Data entries
::::::::
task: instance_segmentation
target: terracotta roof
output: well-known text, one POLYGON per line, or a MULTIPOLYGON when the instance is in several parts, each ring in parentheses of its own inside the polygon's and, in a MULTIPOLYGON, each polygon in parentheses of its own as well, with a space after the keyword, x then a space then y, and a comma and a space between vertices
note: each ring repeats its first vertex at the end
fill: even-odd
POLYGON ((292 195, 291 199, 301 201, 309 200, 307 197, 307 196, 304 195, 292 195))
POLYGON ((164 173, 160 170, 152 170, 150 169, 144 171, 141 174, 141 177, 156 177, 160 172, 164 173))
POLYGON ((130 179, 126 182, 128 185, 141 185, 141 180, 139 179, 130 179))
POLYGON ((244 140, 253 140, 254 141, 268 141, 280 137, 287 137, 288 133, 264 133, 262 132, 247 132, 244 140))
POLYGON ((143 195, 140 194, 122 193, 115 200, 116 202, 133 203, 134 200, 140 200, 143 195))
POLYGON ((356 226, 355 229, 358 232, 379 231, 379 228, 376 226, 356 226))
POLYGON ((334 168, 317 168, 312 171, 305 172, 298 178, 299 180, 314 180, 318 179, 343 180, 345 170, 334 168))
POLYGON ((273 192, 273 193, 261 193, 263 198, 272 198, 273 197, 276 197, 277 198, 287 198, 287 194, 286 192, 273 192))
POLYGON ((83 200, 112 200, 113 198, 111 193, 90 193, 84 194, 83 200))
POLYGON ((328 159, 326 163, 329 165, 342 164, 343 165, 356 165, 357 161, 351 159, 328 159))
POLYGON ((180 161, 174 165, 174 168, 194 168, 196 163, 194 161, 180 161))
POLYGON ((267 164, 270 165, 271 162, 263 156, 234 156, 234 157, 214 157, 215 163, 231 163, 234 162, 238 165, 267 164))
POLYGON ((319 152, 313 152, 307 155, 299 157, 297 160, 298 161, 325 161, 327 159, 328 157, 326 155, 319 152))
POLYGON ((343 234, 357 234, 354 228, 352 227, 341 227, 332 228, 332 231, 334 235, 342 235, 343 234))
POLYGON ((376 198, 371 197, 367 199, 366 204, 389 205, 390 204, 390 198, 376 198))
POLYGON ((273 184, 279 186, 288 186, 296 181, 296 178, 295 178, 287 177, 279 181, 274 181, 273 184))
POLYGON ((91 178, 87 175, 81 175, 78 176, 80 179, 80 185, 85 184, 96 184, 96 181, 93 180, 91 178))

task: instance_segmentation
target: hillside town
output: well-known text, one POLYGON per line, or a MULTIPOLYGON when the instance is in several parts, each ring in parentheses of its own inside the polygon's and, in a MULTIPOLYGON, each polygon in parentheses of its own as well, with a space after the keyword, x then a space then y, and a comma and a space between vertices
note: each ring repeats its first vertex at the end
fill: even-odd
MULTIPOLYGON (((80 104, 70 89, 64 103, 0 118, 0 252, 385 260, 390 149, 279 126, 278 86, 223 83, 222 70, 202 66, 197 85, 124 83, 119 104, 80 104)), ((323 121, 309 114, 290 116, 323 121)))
::::::::
Exercise instructions: Repeat every line of the items above character for character, leaving nothing out.

Task result:
task: instance_segmentation
target: terracotta roof
output: well-known text, one POLYGON per line, or a MULTIPOLYGON when the instance is in several parts, each ring in parentheses of its own inside the polygon's and, in a MULTIPOLYGON, each polygon in parentheses of its own as well, with a space after the keyword, x then a space then y, and a comma and a space between vertices
note: each ring repeats its first vertex at the end
fill: even-odd
POLYGON ((292 195, 291 199, 301 201, 309 200, 307 197, 307 196, 304 195, 292 195))
POLYGON ((164 173, 160 170, 152 170, 150 169, 144 171, 141 174, 141 177, 156 177, 160 172, 164 173))
POLYGON ((130 179, 126 182, 128 185, 141 185, 141 180, 139 179, 130 179))
POLYGON ((244 140, 253 140, 254 141, 268 141, 280 137, 287 137, 288 133, 264 133, 262 132, 247 132, 244 140))
POLYGON ((143 195, 140 194, 122 193, 115 200, 116 202, 133 203, 134 200, 140 200, 143 195))
POLYGON ((356 226, 355 229, 358 232, 379 231, 379 228, 376 226, 356 226))
POLYGON ((334 168, 317 168, 312 171, 305 172, 298 178, 299 180, 314 180, 318 179, 343 180, 345 170, 334 168))
POLYGON ((273 192, 273 193, 261 193, 263 198, 272 198, 273 197, 276 197, 277 198, 287 198, 287 194, 286 192, 273 192))
POLYGON ((83 200, 112 200, 113 198, 111 193, 90 193, 84 194, 83 200))
POLYGON ((328 159, 326 163, 329 165, 342 164, 343 165, 356 165, 357 161, 351 159, 328 159))
POLYGON ((180 161, 174 165, 174 168, 194 168, 196 163, 194 161, 180 161))
POLYGON ((267 164, 270 165, 271 162, 263 156, 234 156, 234 157, 214 157, 215 163, 231 163, 234 162, 238 165, 267 164))
POLYGON ((319 152, 313 152, 307 155, 299 157, 297 160, 298 161, 325 161, 327 159, 328 157, 326 155, 319 152))
POLYGON ((343 234, 357 234, 354 228, 352 227, 341 227, 332 228, 332 231, 334 235, 342 235, 343 234))
POLYGON ((376 198, 371 197, 367 199, 366 204, 389 205, 390 204, 390 198, 376 198))
POLYGON ((273 184, 279 186, 288 186, 296 181, 296 178, 295 178, 287 177, 279 181, 274 181, 273 184))
POLYGON ((91 178, 87 175, 81 175, 78 176, 80 179, 80 185, 85 184, 96 184, 96 181, 93 180, 91 178))

task: instance_segmentation
target: hillside town
output: well-known text, one POLYGON per line, or a MULTIPOLYGON when the instance is in several parts, each ring in parentheses of its own inside the polygon's and, in a MULTIPOLYGON, each polygon in parentheses of its own as well, with a space after the keyword, x then a space then y, and a comma and a space between vertices
note: each ring repeats its first vertex at the end
fill: even-odd
MULTIPOLYGON (((80 104, 70 89, 64 103, 0 118, 0 252, 385 260, 390 149, 279 126, 278 86, 223 83, 222 70, 202 66, 197 85, 124 83, 119 104, 80 104)), ((323 121, 309 114, 290 116, 323 121)))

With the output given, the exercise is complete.